• _Records for the task_
↓
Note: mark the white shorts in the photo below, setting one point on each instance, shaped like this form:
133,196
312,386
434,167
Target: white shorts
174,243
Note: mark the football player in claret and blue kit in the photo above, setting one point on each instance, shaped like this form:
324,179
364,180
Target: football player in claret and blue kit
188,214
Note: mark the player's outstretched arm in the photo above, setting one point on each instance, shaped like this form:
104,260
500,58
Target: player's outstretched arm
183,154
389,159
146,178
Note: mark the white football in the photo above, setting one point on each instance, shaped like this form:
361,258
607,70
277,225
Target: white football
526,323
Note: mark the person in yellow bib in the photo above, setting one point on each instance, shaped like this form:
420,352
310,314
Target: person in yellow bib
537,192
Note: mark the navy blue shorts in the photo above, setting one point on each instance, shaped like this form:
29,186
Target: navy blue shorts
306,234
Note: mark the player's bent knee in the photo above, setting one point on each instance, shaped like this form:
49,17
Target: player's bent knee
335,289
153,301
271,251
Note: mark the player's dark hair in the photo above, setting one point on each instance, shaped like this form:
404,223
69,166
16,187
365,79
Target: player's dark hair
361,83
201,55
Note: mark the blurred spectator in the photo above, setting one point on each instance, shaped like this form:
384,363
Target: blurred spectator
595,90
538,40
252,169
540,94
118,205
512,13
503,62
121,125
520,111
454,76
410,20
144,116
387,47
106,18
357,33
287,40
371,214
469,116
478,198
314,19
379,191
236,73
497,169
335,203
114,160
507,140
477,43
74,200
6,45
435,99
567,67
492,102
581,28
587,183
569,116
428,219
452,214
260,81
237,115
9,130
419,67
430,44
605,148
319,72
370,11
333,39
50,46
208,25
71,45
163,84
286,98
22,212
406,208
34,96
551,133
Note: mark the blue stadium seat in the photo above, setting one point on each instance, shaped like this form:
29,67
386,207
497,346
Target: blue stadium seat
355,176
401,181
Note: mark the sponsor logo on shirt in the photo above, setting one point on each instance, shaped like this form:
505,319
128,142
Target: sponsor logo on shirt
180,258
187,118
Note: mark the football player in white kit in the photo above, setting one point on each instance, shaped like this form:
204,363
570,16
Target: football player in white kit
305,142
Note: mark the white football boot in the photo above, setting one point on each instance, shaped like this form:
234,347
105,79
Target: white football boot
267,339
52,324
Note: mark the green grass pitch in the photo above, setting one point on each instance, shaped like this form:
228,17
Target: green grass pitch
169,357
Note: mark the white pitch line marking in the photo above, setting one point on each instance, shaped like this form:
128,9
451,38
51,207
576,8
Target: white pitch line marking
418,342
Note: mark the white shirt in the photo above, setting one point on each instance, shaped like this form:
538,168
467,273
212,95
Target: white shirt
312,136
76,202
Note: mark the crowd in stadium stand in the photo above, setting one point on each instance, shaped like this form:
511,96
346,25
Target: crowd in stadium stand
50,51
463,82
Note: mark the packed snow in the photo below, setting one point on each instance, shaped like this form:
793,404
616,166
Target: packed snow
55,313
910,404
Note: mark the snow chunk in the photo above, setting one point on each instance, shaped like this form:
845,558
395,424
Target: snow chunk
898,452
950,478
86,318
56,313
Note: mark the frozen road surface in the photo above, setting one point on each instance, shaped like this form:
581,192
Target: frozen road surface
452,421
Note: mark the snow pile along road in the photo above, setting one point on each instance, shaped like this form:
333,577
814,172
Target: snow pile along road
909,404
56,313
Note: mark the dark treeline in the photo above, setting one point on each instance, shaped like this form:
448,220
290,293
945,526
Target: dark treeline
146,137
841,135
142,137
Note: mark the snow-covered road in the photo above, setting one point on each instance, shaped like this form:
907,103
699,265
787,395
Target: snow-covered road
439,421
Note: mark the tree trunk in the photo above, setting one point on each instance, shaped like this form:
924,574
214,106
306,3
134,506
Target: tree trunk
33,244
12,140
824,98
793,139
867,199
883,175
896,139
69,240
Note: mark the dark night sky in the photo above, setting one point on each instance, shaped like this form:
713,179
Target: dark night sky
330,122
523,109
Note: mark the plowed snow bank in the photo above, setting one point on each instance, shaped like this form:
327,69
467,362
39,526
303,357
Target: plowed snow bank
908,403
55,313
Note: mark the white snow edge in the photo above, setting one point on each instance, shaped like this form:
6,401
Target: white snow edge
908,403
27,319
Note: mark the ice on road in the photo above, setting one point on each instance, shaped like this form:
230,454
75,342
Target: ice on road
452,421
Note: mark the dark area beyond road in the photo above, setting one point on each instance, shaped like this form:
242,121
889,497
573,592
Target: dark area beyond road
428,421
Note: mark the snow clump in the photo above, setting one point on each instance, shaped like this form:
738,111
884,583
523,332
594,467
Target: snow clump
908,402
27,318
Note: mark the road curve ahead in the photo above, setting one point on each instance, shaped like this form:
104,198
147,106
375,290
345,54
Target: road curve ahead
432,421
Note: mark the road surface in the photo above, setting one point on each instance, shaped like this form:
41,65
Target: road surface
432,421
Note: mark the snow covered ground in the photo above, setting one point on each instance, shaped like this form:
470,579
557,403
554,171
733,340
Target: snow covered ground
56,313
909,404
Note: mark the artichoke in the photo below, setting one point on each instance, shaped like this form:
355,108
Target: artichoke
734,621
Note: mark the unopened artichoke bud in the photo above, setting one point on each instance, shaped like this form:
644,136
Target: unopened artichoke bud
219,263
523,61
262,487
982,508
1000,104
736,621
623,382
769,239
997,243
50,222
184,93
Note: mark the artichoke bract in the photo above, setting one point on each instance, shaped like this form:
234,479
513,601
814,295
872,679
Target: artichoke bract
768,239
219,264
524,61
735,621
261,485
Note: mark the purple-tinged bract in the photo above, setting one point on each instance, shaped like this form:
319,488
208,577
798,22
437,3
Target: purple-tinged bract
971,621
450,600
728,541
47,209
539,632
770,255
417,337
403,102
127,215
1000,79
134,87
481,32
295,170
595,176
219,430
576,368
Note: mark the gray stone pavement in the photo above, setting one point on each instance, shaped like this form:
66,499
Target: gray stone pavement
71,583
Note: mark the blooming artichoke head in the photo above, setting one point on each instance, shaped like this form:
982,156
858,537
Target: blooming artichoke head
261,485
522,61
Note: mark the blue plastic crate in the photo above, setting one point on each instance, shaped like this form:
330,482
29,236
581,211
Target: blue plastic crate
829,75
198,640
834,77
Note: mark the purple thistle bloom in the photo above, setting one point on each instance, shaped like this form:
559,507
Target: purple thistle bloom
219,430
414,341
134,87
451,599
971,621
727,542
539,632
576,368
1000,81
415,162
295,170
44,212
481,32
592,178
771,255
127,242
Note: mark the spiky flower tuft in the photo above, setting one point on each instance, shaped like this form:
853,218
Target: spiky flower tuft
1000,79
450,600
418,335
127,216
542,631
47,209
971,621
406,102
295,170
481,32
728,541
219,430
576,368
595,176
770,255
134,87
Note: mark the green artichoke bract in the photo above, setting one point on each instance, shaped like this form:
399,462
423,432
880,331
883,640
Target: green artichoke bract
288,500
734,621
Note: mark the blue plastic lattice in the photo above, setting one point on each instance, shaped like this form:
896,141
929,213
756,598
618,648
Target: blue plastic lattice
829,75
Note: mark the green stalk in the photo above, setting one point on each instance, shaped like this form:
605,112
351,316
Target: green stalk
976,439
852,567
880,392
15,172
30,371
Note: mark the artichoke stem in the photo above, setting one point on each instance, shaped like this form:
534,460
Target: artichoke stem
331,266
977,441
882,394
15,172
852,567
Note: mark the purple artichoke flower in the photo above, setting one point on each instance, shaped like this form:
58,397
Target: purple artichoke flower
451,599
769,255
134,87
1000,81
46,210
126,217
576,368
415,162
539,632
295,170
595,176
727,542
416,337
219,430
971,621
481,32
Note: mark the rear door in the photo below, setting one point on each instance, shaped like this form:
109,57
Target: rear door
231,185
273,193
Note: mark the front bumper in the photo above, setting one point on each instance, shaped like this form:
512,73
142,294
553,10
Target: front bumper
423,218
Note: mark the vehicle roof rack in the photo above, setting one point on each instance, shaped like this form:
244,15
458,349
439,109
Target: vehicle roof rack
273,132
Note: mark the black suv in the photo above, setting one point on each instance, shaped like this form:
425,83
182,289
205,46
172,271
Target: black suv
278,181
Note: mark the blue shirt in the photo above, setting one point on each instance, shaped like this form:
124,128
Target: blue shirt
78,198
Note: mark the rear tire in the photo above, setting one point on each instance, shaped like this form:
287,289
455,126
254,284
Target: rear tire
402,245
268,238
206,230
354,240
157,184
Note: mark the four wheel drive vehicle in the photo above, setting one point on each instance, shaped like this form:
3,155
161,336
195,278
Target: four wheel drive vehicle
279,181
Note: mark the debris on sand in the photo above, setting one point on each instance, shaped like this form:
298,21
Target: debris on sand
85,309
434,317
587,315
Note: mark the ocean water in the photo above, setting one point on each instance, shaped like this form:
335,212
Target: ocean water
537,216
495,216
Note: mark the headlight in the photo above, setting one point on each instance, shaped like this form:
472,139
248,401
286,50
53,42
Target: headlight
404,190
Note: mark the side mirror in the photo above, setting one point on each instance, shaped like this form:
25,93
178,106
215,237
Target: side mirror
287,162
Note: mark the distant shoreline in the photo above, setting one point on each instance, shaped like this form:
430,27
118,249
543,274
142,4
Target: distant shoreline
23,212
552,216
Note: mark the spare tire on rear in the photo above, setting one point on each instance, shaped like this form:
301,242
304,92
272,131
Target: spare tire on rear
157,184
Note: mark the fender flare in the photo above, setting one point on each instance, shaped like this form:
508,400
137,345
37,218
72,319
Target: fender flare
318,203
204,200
↑
Set out, exactly as written, the lines from the line with "Note: mark the headlight" to the last line of the records, inclusive, and only those lines.

Note: mark the headlight in the photo above, setting one point on each instance, shaped like this form:
472,139
248,401
286,50
53,42
Target: headlight
404,190
Note: mark the side mirror in the photo above, setting one point on each instance, shaped like this form:
25,93
178,106
215,237
Target: side mirror
287,162
Note: mark the distant shoreline in the photo above, setting one point on each instance, shaped like this form:
430,27
118,249
543,274
142,4
Target: distant shoreline
23,212
552,216
Note: mark the spare tire on rear in the photo above, setting one point on each instance, shaped like this form:
301,242
304,92
272,131
Target: spare tire on rear
157,184
Note: mark the fender flare in the photo above, setting one point on each instance, shaped like this form:
508,400
137,345
37,218
72,319
Target: fender flare
318,203
204,200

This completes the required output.